▸ **List of tasks**:
• a. In the Cypher query patterns guide, which kind of matching is marked as recommended?
• b. Write out the part of the Cypher query patterns guide from "WHERE toLower(c.label) CONTAINS" to "or suffix matching.", word for word.
• c. Resume the Cypher query patterns guide from the point where it stops.

BEGIN Provided text

Advanced Cypher Query Patterns for Apache AGE
This document contains advanced Cypher query patterns for complex graph exploration beyond basic vector search.
Table of Contents
Fuzzy Label Matching
When you need flexible matching instead of exact labels, use WHERE clauses with various string operators.
Basic Exact Match (for reference)
MATCH (c:Concept {label: "agile"})
OPTIONAL MATCH evidence = (c)-[:EVIDENCED_BY]->(i:Instance)-[:FROM_SOURCE]->(s:Source)
OPTIONAL MATCH concepts = (c)-[r]-(c2:Concept)
RETURN c, evidence, concepts
LIMIT 30
1. CONTAINS - Most Common for Fuzzy Matching
Finds concepts where label contains the search term anywhere.
MATCH (c:Concept)
WHERE c.label CONTAINS "agile"
OPTIONAL MATCH evidence = (c)-[:EVIDENCED_BY]->(i:Instance)-[:FROM_SOURCE]->(s:Source)
OPTIONAL MATCH concepts = (c)-[r]-(c2:Concept)
RETURN c, evidence, concepts
LIMIT 30
Matches: "agile", "agile methodology", "being agile", "Agile Manifesto"
2. Case-Insensitive CONTAINS (Recommended)
Most robust for user queries - handles any case variation.
MATCH (c:Concept)
WHERE toLower(c.label) CONTAINS toLower("agile")
OPTIONAL MATCH evidence = (c)-[:EVIDENCED_BY]->(i:Instance)-[:FROM_SOURCE]->(s:Source)
OPTIONAL MATCH concepts = (c)-[r]-(c2:Concept)
RETURN c, evidence, concepts
LIMIT 30
Matches: "Agile", "AGILE", "agile methodology", "Being Agile"
3. STARTS WITH / ENDS WITH
For prefix or suffix matching.
MATCH (c:Concept)
WHERE c.label STARTS WITH "agile"
-- or WHERE c.label ENDS WITH "agile"
OPTIONAL MATCH evidence = (c)-[:EVIDENCED_BY]->(i:Instance)-[:FROM_SOURCE]->(s:Source)
OPTIONAL MATCH concepts = (c)-[r]-(c2:Concept)
RETURN c, evidence, concepts
LIMIT 30
STARTS WITH matches: "agile", "agile methodology", "agile practices" ENDS WITH matches: "being agile", "truly agile"

END Provided text
BEGIN Material

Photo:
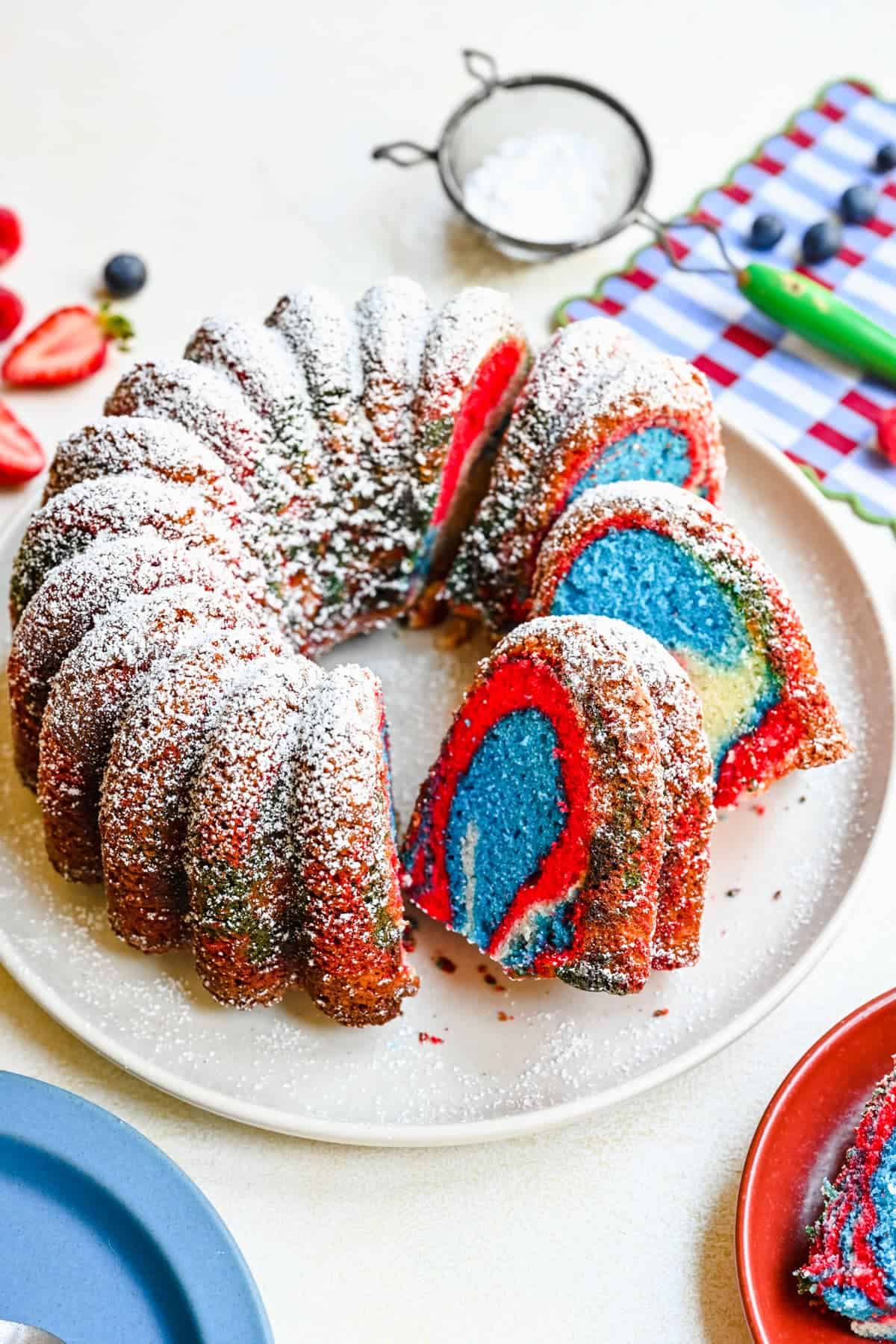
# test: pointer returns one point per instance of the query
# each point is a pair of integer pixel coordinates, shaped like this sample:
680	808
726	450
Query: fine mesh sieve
527	105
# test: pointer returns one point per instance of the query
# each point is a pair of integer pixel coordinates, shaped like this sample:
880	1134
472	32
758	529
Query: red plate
801	1142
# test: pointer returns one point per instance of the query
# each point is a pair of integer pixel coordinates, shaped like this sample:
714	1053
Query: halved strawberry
10	234
65	349
11	311
20	453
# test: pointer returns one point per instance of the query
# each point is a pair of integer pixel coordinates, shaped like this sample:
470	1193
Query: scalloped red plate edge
801	1140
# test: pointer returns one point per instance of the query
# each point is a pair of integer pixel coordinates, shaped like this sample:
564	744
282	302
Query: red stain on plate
801	1142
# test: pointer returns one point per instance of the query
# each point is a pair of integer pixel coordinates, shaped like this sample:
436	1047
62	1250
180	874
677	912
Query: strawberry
10	234
20	453
11	312
66	347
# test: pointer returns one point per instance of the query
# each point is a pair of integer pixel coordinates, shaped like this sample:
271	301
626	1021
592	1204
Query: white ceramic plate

END Material

▸ **Task responses**:
• a. Case-insensitive CONTAINS, which uses toLower on both the label and the search term.

• b.
WHERE toLower(c.label) CONTAINS toLower("agile")
OPTIONAL MATCH evidence = (c)-[:EVIDENCED_BY]->(i:Instance)-[:FROM_SOURCE]->(s:Source)
OPTIONAL MATCH concepts = (c)-[r]-(c2:Concept)
RETURN c, evidence, concepts
LIMIT 30
Matches: "Agile", "AGILE", "agile methodology", "Being Agile"
3. STARTS WITH / ENDS WITH
For prefix or suffix matching.

• c.
4. Regular Expression - Most Flexible
Full pattern matching with regex support.
MATCH (c:Concept)
WHERE c.label =~ "(?i).*agile.*"
-- (?i) makes it case-insensitive
-- .* matches any characters before/after
OPTIONAL MATCH evidence = (c)-[:EVIDENCED_BY]->(i:Instance)-[:FROM_SOURCE]->(s:Source)
OPTIONAL MATCH concepts = (c)-[r]-(c2:Concept)
RETURN c, evidence, concepts
LIMIT 30
Regex Patterns:
- (?i) - Case insensitive flag
- .* - Match any characters (zero or more)
- (agile|scrum) - Match alternatives
- ^agile - Must start with "agile"
- agile$ - Must end with "agile"
5. Multiple Conditions with OR
Search for multiple related terms at once.
MATCH (c:Concept)
WHERE c.label CONTAINS "agile"
OR c.label CONTAINS "scrum"
OR c.label =~ "(?i).*kanban.*"
OPTIONAL MATCH evidence = (c)-[:EVIDENCED_BY]->(i:Instance)-[:FROM_SOURCE]->(s:Source)
OPTIONAL MATCH concepts = (c)-[r]-(c2:Concept)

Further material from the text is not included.